Written task: Reproduce, word for word, the lines of the items below starting at the line containing "Indicate the car" and ending at the line containing "pixel 1328 291", both of those lines included.

Supplied material:
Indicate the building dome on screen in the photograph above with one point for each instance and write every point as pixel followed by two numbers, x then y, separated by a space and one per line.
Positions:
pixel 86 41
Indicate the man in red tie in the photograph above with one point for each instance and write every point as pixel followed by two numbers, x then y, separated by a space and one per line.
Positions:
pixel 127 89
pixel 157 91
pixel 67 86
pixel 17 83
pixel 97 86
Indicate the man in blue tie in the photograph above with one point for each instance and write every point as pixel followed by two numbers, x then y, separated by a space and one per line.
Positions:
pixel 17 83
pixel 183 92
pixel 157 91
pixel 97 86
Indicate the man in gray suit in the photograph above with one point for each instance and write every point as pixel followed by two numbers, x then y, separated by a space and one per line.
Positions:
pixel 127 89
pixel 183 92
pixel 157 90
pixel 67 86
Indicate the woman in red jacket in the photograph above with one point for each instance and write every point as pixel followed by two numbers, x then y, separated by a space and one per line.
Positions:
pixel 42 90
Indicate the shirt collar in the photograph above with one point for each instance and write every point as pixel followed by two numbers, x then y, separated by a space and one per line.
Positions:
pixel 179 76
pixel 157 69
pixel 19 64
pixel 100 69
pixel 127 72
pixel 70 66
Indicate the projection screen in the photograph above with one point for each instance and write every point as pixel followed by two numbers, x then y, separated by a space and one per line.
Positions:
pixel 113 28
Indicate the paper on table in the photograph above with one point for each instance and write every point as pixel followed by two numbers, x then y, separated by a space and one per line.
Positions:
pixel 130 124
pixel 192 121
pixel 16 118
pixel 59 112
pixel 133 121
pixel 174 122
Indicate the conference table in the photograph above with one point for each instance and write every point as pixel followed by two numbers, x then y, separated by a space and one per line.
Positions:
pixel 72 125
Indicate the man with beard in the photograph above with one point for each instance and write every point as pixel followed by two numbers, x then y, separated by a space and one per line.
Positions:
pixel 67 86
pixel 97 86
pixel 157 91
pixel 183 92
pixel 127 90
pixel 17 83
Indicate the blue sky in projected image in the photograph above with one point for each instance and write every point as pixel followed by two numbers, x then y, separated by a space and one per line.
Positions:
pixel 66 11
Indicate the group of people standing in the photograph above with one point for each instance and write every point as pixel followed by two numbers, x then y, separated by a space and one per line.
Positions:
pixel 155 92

--

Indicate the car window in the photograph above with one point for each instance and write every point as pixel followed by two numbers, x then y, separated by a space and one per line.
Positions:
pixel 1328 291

Result of the task:
Indicate the car window in the photograph above with one point for each instance and write every point as pixel followed by two numbers, x then y, separated by a space and one per line.
Positions:
pixel 1328 291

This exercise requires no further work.